WYMAGANIA ZADANIA:
Odpowiedz krótko na pytania do artykułu o oszustwie „na policjanta”.
(a) Ile lat ma oszukany senior?
(b) Na jaką kwotę, według oszustów, nieuprawniona osoba wzięła kredyt na dane seniora?
(c) Na jaki numer telefonu zadzwonił do seniora oszust?

FRAGMENT TEKSTU:
▬▬▬
Przejdź do głównych treściPrzejdź do wyszukiwarkiPrzejdź do głównego menu
niedziela, 19 maja 2024 21:37

Senior jednego dnia stracił prawie 70 tys. zł; został oszukany "na policjanta"

W ciągu jednego dnia 83-latek stracił prawie 70 tysięcy złotych. Oszuści posłużyli się metodą na „policjanta”. Zatelefonowali do seniora i poinformowali, że pieniądze znajdujące się na jego koncie są zagrożone, a przed chwilą nieuprawniona osoba wzięła na te dane kredyt w wysokości 50 tys. zł. Potem nakłonili go, żeby przelał pieniądze na wskazane przez „policję” konta, które okazały się kontami oszustów.
Senior jednego dnia stracił prawie 70 tys. zł; został oszukany "na policjanta"

Źródło: Adobe stock

To kolejny przypadek oszustwa metodą "na policjanta". Kilka dni temu do 83-letniego mieszkańca Żoliborza zadzwonił na numer stacjonarny oszust, który przedstawił się jako funkcjonariusz policji. Powiedział seniorowi, że jego pieniądze na rachunku bankowym są zagrożone, a policjanci organizują akcję zmierzającą do złapania hakerów włamujących się na konto.
▬▬▬
ZBIÓR DANYCH:
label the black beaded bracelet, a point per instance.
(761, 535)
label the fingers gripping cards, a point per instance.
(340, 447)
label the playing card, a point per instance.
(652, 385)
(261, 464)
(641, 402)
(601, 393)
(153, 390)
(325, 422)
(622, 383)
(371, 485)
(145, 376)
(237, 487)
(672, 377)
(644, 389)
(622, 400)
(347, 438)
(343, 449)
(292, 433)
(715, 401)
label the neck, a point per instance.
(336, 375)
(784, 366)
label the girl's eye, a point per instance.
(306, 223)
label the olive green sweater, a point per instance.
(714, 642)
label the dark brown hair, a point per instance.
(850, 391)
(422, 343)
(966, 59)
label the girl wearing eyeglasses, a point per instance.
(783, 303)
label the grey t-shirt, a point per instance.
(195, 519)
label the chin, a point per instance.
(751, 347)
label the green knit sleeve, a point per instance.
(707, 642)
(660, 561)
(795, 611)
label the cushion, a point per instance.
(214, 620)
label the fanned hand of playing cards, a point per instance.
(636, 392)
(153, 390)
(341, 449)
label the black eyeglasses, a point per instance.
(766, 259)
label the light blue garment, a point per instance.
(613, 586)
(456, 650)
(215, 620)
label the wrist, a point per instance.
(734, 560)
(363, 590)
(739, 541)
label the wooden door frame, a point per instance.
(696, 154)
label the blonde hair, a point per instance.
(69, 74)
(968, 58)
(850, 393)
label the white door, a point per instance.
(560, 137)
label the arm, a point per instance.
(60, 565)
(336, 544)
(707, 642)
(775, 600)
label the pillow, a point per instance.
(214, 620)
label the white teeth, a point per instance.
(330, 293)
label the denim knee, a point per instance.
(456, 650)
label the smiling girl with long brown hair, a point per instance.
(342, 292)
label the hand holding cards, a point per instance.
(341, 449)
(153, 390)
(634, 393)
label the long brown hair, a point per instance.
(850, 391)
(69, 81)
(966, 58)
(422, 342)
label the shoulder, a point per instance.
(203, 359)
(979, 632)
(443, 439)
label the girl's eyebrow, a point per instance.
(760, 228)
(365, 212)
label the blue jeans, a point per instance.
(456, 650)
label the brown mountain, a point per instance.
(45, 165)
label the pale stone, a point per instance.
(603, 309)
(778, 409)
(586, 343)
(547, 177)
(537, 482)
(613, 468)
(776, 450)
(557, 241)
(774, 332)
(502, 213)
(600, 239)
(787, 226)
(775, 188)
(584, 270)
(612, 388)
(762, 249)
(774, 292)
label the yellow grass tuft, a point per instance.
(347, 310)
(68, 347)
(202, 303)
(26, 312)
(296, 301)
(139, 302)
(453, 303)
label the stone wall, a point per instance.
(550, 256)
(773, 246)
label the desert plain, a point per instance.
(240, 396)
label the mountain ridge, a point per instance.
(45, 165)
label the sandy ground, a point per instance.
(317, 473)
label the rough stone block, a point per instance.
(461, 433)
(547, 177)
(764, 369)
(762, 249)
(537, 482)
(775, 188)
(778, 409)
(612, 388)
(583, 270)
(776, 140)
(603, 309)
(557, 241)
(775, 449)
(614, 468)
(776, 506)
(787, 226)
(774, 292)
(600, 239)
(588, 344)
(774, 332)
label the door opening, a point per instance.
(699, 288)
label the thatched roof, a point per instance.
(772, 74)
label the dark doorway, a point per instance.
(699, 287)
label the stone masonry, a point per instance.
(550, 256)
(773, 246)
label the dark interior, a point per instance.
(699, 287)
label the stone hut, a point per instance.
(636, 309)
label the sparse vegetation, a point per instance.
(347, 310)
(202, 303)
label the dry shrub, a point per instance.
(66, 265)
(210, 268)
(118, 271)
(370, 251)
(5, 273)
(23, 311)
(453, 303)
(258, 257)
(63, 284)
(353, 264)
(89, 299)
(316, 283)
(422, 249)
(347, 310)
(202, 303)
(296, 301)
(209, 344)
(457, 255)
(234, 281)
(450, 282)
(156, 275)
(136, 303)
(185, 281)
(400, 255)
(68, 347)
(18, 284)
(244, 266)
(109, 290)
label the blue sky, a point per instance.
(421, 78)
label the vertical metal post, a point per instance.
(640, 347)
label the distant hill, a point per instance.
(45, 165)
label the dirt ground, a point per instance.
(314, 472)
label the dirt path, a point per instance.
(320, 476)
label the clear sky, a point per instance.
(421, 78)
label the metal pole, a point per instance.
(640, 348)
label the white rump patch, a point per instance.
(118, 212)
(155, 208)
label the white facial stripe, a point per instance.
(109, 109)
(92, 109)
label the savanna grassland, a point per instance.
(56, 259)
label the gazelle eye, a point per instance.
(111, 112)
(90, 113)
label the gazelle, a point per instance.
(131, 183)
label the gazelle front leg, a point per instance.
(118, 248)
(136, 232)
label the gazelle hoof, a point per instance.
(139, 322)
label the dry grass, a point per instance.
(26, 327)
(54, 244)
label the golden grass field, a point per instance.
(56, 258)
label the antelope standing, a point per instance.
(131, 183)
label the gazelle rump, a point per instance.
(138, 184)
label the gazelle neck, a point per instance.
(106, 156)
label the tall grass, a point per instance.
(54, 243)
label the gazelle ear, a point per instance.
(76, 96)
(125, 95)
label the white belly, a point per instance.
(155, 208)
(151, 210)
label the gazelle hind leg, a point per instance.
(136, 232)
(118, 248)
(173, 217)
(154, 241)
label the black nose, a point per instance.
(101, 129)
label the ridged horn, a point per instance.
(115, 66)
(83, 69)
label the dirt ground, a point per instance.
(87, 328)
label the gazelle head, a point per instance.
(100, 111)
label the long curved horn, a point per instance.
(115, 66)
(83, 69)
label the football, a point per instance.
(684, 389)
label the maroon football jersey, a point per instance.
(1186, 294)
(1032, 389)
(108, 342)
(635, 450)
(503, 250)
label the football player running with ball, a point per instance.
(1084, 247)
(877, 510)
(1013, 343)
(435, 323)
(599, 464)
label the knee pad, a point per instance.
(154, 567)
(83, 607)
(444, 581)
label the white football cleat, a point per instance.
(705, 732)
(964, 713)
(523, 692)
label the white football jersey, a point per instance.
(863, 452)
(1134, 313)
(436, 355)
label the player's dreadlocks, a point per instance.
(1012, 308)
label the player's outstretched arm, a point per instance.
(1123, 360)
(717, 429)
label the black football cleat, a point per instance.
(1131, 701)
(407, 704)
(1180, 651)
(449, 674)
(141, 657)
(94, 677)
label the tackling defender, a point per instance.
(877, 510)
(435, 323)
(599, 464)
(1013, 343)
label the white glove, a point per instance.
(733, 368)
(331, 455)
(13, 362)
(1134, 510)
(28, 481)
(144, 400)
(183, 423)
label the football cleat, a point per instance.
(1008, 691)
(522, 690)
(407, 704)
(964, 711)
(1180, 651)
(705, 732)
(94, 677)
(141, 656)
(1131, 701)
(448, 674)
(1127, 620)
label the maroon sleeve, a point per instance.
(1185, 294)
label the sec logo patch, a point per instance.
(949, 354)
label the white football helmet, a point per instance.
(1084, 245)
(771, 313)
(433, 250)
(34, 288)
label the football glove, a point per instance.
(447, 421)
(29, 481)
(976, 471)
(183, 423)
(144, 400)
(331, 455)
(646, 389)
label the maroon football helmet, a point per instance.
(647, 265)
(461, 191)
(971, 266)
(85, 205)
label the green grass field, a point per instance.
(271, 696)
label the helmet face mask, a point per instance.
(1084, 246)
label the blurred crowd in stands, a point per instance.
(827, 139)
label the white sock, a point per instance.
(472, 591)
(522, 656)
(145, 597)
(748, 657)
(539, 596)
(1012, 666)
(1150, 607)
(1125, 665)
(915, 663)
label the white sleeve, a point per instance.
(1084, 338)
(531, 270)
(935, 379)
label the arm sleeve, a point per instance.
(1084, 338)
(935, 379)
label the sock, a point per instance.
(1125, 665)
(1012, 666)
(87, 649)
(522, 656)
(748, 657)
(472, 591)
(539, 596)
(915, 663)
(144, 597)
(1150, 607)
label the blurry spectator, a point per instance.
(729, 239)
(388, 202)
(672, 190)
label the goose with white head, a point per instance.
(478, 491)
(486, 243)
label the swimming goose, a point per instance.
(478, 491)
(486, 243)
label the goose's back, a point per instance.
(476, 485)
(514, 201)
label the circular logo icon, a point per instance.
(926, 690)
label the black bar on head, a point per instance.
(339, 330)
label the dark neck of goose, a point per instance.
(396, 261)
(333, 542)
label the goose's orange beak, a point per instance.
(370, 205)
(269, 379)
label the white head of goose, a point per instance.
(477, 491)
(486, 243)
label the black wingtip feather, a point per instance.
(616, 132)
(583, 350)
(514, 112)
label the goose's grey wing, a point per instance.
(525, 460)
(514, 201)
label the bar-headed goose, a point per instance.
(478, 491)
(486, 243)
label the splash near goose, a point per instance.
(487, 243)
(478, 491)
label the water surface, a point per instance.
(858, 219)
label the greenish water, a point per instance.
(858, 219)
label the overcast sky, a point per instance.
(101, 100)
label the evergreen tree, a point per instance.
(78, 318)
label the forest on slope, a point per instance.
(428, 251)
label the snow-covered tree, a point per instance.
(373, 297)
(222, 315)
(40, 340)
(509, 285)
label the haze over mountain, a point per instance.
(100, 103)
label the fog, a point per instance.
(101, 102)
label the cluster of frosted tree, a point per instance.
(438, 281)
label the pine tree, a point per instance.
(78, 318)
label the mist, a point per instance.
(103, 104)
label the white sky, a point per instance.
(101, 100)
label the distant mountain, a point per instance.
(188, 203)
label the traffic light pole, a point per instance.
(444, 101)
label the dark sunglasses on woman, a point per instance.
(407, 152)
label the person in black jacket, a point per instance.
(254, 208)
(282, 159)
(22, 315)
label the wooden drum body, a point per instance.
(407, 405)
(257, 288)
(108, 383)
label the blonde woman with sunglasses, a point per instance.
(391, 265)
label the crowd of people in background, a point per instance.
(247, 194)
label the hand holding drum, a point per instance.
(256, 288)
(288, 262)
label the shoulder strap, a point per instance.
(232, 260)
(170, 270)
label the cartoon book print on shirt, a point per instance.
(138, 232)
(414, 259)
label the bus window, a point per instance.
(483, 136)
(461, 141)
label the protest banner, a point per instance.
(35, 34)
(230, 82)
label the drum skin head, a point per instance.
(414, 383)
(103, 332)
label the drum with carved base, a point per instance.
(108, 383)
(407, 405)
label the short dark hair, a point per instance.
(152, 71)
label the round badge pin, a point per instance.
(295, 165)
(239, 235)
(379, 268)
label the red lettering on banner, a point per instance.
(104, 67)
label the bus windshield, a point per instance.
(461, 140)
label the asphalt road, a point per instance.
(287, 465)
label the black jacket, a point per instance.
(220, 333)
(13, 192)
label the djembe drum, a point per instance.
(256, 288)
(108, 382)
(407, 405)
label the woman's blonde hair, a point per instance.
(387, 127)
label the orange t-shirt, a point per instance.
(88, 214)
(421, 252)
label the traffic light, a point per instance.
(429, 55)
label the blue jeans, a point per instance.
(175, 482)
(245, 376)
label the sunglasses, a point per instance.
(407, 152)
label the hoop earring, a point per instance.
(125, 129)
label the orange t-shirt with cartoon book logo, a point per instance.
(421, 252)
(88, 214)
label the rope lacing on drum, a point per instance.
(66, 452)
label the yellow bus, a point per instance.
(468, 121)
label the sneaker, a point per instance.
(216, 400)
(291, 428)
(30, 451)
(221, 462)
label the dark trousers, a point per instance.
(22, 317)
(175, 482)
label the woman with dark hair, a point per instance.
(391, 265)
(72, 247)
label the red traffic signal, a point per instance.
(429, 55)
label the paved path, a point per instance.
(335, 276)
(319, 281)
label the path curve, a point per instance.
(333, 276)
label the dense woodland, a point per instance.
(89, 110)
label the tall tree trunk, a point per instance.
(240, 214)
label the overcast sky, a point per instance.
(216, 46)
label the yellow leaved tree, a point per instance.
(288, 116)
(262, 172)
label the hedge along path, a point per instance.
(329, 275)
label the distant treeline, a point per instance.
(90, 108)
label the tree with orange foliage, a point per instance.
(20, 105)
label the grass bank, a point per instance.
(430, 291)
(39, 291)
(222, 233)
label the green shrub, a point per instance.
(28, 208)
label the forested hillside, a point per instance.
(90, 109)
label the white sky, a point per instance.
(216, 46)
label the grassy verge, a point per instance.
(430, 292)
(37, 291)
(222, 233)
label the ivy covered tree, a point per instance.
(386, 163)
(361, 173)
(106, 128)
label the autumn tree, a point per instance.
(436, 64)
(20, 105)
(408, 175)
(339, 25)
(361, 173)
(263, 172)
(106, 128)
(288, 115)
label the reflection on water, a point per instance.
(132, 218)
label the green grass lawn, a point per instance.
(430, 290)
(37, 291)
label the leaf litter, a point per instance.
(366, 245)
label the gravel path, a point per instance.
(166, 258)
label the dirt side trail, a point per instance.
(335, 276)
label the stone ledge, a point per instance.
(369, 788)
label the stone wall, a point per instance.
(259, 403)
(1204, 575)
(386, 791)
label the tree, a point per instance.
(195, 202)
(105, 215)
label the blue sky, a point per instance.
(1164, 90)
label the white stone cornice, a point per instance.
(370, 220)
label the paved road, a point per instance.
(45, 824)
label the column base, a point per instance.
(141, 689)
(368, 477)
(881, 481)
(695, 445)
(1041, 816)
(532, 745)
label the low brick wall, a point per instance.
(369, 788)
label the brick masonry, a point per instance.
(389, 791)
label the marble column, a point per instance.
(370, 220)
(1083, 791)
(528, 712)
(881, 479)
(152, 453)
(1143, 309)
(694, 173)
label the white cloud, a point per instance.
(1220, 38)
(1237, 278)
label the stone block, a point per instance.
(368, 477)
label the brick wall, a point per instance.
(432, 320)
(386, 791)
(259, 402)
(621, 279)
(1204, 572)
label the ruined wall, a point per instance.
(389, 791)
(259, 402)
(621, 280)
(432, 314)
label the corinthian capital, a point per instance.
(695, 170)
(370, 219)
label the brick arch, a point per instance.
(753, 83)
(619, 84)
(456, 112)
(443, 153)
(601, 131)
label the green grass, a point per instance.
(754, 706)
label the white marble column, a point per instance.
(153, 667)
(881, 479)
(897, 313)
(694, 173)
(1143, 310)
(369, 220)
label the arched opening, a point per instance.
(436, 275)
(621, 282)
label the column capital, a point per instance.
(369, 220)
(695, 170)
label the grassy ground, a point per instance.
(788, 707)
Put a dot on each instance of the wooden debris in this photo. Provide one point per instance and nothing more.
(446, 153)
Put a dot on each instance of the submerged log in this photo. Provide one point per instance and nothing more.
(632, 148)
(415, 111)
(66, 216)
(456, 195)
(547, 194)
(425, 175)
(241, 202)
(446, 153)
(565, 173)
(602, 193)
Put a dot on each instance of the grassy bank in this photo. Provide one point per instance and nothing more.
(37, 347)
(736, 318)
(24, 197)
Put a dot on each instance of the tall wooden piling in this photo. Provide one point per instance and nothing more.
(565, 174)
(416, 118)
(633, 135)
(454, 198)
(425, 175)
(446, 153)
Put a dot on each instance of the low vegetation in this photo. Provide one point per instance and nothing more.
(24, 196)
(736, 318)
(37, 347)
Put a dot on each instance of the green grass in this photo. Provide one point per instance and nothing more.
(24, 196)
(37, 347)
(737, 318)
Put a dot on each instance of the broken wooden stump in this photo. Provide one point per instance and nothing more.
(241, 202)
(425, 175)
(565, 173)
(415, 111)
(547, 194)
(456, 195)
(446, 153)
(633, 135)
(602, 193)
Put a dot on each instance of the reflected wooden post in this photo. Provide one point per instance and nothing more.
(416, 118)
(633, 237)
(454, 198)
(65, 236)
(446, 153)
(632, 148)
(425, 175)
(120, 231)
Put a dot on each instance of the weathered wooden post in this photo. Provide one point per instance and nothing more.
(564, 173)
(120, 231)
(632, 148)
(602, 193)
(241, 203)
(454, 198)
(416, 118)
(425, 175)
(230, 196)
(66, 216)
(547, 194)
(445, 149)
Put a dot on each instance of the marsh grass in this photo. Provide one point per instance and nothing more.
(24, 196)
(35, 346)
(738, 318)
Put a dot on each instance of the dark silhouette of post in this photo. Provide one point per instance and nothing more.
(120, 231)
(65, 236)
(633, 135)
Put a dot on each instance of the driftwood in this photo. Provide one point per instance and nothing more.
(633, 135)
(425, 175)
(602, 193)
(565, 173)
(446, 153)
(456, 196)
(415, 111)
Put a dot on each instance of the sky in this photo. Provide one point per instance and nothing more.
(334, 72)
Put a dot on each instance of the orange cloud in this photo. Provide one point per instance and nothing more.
▬▬▬
PEŁNA ODPOWIEDŹ:
(a) 83 lata.
(b) 50 tys. zł.
(c) Na numer stacjonarny.